====== Study material ======

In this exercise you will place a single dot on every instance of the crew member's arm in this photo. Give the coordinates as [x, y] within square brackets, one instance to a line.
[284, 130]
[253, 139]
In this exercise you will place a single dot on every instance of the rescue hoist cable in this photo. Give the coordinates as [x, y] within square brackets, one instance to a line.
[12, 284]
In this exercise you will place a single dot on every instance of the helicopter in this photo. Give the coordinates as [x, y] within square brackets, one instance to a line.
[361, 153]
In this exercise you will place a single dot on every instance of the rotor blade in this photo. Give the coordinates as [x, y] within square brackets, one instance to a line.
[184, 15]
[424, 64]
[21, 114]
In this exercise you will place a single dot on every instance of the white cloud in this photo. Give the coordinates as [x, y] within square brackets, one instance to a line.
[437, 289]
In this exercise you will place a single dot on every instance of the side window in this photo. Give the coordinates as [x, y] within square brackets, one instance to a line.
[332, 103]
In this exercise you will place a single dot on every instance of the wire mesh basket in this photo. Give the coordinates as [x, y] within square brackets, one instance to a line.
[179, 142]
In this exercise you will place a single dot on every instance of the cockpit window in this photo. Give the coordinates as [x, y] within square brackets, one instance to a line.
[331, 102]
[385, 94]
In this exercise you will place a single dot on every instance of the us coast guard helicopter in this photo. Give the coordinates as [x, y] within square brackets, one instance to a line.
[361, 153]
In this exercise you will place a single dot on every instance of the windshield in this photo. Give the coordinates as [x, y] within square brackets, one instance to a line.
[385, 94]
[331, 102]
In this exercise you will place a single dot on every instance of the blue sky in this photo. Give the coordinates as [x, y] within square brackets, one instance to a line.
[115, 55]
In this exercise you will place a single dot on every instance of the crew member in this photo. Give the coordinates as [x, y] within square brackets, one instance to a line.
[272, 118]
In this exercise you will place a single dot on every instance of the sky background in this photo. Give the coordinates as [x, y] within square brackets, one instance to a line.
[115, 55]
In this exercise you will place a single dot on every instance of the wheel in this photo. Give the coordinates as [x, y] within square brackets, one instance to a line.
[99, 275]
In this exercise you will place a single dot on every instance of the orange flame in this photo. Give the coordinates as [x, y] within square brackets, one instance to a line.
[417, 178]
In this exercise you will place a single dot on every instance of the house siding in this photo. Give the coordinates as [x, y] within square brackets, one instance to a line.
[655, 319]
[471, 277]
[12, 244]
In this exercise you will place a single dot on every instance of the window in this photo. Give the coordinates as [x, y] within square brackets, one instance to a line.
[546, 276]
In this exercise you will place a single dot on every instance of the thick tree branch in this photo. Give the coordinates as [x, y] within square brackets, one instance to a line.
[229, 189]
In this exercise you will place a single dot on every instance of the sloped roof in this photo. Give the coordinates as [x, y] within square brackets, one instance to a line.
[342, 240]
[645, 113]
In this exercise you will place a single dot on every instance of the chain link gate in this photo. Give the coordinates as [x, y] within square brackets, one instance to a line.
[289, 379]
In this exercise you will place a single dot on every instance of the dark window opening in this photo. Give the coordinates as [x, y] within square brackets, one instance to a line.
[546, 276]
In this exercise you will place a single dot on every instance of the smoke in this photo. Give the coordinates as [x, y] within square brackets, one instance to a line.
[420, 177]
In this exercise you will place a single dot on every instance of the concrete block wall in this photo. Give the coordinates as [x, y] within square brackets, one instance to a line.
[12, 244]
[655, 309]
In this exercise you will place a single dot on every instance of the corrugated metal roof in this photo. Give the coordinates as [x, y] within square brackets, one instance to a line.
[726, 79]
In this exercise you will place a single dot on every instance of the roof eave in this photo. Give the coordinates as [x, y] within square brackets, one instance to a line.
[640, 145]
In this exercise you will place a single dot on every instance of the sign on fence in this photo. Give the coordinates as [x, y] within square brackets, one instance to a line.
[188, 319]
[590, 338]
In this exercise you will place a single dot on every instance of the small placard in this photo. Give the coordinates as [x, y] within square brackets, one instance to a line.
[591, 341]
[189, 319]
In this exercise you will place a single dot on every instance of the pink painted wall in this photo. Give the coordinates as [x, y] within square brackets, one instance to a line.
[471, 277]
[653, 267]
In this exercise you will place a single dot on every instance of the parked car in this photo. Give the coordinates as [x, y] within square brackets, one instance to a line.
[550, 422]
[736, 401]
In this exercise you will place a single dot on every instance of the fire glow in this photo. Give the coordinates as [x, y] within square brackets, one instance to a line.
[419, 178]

======

Every line from the one containing "of the parked" to the close of the records must be reproduced exactly. Include both ends and nothing more.

In this exercise you will place a single dot on every instance of the parked car in this photo. Give the coordinates as [x, y] within square brackets, one instance to a line.
[550, 422]
[736, 401]
In this exercise you will place a single dot on every instance of the fire glow in this photo. Give the coordinates as [x, y] within square brackets, one instance to a line.
[419, 178]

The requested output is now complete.